_CONSIGNE_. Citez fidèlement le passage du texte « Kippour » qui va de « Deux lettres d’êtres » jusqu'à « chantage aux sentiments. » inclus.

_PAGE_.
▶
9.10.08

Kippour


Cette année, deux lettres me sont parvenues, deux lettres apparentées d’une étrange manière en de multiples points communs.
Deux lettres d’êtres chers.
Deux lettres écrites dans le secret, inavouables.
Deux lettres qui ne m’étaient pas destinées. Il est toujours singulier de lire une lettre qui ne vous est pas destinée ; habituellement nous le faisons dans le secret, lumière éteinte, entre deux portes, pour ne pas être surpris en flagrant délit de curiosité.
Mais «lettres ouvertes » en quelque sorte : lettres adressées à quelqu’un d’autre, à l’autorité, mais que je devais pourtant lire, car c’est ainsi la tradition.
Deux lettres, qui n’étaient pas écrites par ceux qui pourtant les signaient. Le vocabulaire, le style du nègre commanditaire en était transparent jusqu’à l’outrance, jusqu’à l’invraisemblance.
Deux lettres écrites sous la pression, cette pression affective du chantage aux sentiments.
Deux lettres inutiles. D’une inutilité tellement crasse (formule tellement adéquate, je me demande qui l’a inventée) qu’elles se détournent de leur but, et même se retournent contre leur auteur.
Deux lettres douloureusement reçues, évidemment. Qui laisseront trace, évidemment.
◀
_Entrées de données enregistrées_.
▶
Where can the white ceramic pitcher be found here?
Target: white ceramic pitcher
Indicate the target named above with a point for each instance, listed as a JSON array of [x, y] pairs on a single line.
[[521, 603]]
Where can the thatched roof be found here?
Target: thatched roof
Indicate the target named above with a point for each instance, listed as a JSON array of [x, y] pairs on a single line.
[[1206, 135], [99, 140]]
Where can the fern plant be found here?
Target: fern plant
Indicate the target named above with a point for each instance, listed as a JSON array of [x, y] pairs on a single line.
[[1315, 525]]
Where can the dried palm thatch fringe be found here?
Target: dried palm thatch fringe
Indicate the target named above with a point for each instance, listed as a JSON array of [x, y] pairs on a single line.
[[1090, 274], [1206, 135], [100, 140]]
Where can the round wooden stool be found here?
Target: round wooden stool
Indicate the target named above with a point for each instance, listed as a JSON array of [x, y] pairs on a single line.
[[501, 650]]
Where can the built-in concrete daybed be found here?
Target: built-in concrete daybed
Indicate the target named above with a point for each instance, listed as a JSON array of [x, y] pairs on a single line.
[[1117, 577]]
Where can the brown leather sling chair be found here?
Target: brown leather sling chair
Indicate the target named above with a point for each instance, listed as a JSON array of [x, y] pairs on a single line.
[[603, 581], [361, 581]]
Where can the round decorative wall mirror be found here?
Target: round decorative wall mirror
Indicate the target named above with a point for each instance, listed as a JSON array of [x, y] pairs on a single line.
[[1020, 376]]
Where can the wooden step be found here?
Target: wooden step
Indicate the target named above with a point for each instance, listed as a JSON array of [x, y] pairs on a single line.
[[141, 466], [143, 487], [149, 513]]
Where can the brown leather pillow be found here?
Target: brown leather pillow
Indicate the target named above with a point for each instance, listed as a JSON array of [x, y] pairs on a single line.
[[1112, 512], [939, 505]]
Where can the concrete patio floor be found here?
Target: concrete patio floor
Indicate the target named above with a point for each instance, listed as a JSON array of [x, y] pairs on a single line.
◀
_RÉPONSE RÉDIGÉE_.
Deux lettres d’êtres chers.
Deux lettres écrites dans le secret, inavouables.
Deux lettres qui ne m’étaient pas destinées. Il est toujours singulier de lire une lettre qui ne vous est pas destinée ; habituellement nous le faisons dans le secret, lumière éteinte, entre deux portes, pour ne pas être surpris en flagrant délit de curiosité.
Mais «lettres ouvertes » en quelque sorte : lettres adressées à quelqu’un d’autre, à l’autorité, mais que je devais pourtant lire, car c’est ainsi la tradition.
Deux lettres, qui n’étaient pas écrites par ceux qui pourtant les signaient. Le vocabulaire, le style du nègre commanditaire en était transparent jusqu’à l’outrance, jusqu’à l’invraisemblance.
Deux lettres écrites sous la pression, cette pression affective du chantage aux sentiments.